» **ESTRATTO DEL TESTO**
Rolling Stone Italia

I 30 migliori album italiani del 2023

Tedua, Madame, Colapesce Dimartino, Geolier, Tropico, Calcutta, Daniela Pes, Baustelle, Bud Spencer Blues Explosion e le altre commedie pop, più o meno divine, uscite negli ultimi 12 mesi sotto forma di disco

Foto: Gaetano De Angelis (1), Roberto Panucci/Corbis via Getty Images (2), Andrea Bianchera/Sugar Music (3), Ciro Pipoli (4), Michela Forte (5)

30

E poi siamo finiti nel vortice

Annalisa

È stato il suo anno, poche storie, e dopo il successo dei singoli c’era bisogno di un album che contenesse tutta la nuova Annalisa. E poi siamo finiti nel vortice mantiene le promesse: è un disco pop che non delude chi ama la cassa dritta e nemmeno chiunque abbia ballato sulle note di “ho visto lei che bacia lui che bacia lei che bacia me”. Per definire i mood dell’album seguendo i testi della popstar potremmo dire disperato e anche leggero. Si può mettere tutto insieme? Sì. (FF)

29

Infinito +1

Fulminacci

La musica di Fulminacci è diventata più leggera e divertente. Non che prima fosse una lagna, ma la fama di cantautore cervellotico precedeva l’artista. Fin dalla prima traccia di Infinito +1, titolo volutamente bambinesco, promette di spaccare tutto ciò che lo annoia. Ci prova con canzoni giocose, allegre, ironiche. Leggersi definito giovane vecchio «ha smosso qualcosa, mi ha fatto venire voglia di dire sì, è vero che ascolto la musica dei grandi e rifletto sulle cose, ma ho anche la mia età e la vivo come i miei coetanei». È venuto fuori un lavoro magari non memorabile, però leggero il giusto, con dentro un po’ di Silvestri e di Jovanotti (anche se poi gli ospiti veri sono Truppi e i Pinguini), che funziona anche per quello che chiama ironicamente in una canzone “il pubblico generalista che mi sono conquistato negli anni”. Non è più quello pensoso, ma nemmeno uno sforna-hit: è un cantautore ragù (cit). (CT)

28

Sensazione stupenda

Tommaso Paradiso

«Con questo disco vi sto dando tutto me stesso». Diceva così Tommaso Paradiso per presentare il suo secondo album da solista, Sensazione stupenda. Un disco che conferma l’estetica sonora del cantautore romano che non fa giochetti per inseguire le mode ma continua dritto per la sua strada, tra nostalgia, sentimenti, melodia e synth. Ma pure amicizia, in questo caso con Bianconi (i due hanno firmato la stupenda Amore Indiano, il “tormentone per adulti” della scorsa estate) (FF)

Elementi provenienti da una fonte di dati:
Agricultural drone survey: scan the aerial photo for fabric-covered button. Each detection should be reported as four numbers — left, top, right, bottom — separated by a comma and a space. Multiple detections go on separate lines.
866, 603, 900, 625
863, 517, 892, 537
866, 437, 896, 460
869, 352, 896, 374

» **CONSEGNE**
A: Elenca i titoli degli album recensiti nell'estratto sulla classifica, indicando per ciascuno l'artista.
B: Riscrivi il passo dell'estratto sulla classifica che inizia con "È stato il suo" e termina con "insieme? Sì. (FF)", mettendo "cantante" al posto di "popstar".
Il materiale non ha alcun legame con l'estratto.

» **RISULTATI DELL'ESERCIZIO**
A:
- E poi siamo finiti nel vortice (Annalisa)
- Infinito +1 (Fulminacci)
- Sensazione stupenda (Tommaso Paradiso)

B:
È stato il suo anno, poche storie, e dopo il successo dei singoli c’era bisogno di un album che contenesse tutta la nuova Annalisa. E poi siamo finiti nel vortice mantiene le promesse: è un disco pop che non delude chi ama la cassa dritta e nemmeno chiunque abbia ballato sulle note di “ho visto lei che bacia lui che bacia lei che bacia me”. Per definire i mood dell’album seguendo i testi della cantante potremmo dire disperato e anche leggero. Si può mettere tutto insieme? Sì. (FF)